→ WORK INSTRUCTIONS:
A. Take the account of being on a breathing machine and copy out the part that opens with the words containing "Since I was" and closes with "was pretty cool.", substituting "whiteboard" for "notepad".
B. Summarize the account of being on a breathing machine in two sentences.

→ PASSAGE SHOWN:

Content starts

The dreams were crazy and I am not sure I could ever really recall them for they only made sense in the moment. As for the actual have a machine breath for me part. I describe it as one of the worst experiences I have ever been through, like a sort of slow torture. The machine pumps oxygen into your body and breaths for you at a set pace that is appropriate for your size and age. The oddest thing to me was that it was set to set an abnormally slow pace that I constantly felt like they were suffocating me. Its felt like a slow torture where I would nearly die of no oxygen then they would give me some at the last second before I died. I guess that is a normal feeling, to feel like your suffocating and part of it has to do with the huge tube you have inserted into your throat.
Since I was on it for so long, they started to decrease my medication a little so that I could actually open my eyes and communicate with my family. That was nice. I had a notepad and I would write notes to everyone and talk that way because it was to painful and nearly impossible to speak with the large tube in my throat. I remember getting to see my sister, dad, step mom, stepsister, best friend, aunts, uncles, grandparents, pretty much all my close family came to sit with me. They would bring me presents and I would get to open them over and over again, each time being just as surprised as the last time because I never remembered getting it before! That was pretty cool.

Content ends

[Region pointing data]
Content starts

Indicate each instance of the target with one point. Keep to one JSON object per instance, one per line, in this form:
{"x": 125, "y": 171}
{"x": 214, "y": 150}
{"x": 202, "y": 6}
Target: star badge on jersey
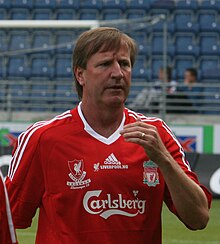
{"x": 77, "y": 175}
{"x": 150, "y": 174}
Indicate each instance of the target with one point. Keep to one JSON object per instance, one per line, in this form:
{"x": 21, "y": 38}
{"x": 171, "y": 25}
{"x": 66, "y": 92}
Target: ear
{"x": 79, "y": 74}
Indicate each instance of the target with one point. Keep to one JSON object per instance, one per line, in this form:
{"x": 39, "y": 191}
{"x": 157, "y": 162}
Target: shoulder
{"x": 155, "y": 121}
{"x": 132, "y": 116}
{"x": 35, "y": 131}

Content ends

→ RESPONSES FOR EACH TASK:
A.
Since I was on it for so long, they started to decrease my medication a little so that I could actually open my eyes and communicate with my family. That was nice. I had a whiteboard and I would write notes to everyone and talk that way because it was to painful and nearly impossible to speak with the large tube in my throat. I remember getting to see my sister, dad, step mom, stepsister, best friend, aunts, uncles, grandparents, pretty much all my close family came to sit with me. They would bring me presents and I would get to open them over and over again, each time being just as surprised as the last time because I never remembered getting it before! That was pretty cool.

B. The writer calls being on a breathing machine one of the worst experiences of their life, a slow torture in which the machine's abnormally slow pace and the large tube in the throat brought a constant feeling of suffocation. Once the medication was reduced, the writer could open their eyes and communicate with visiting family through written notes, and they opened the presents the family brought over and over, surprised every time because they never remembered receiving them.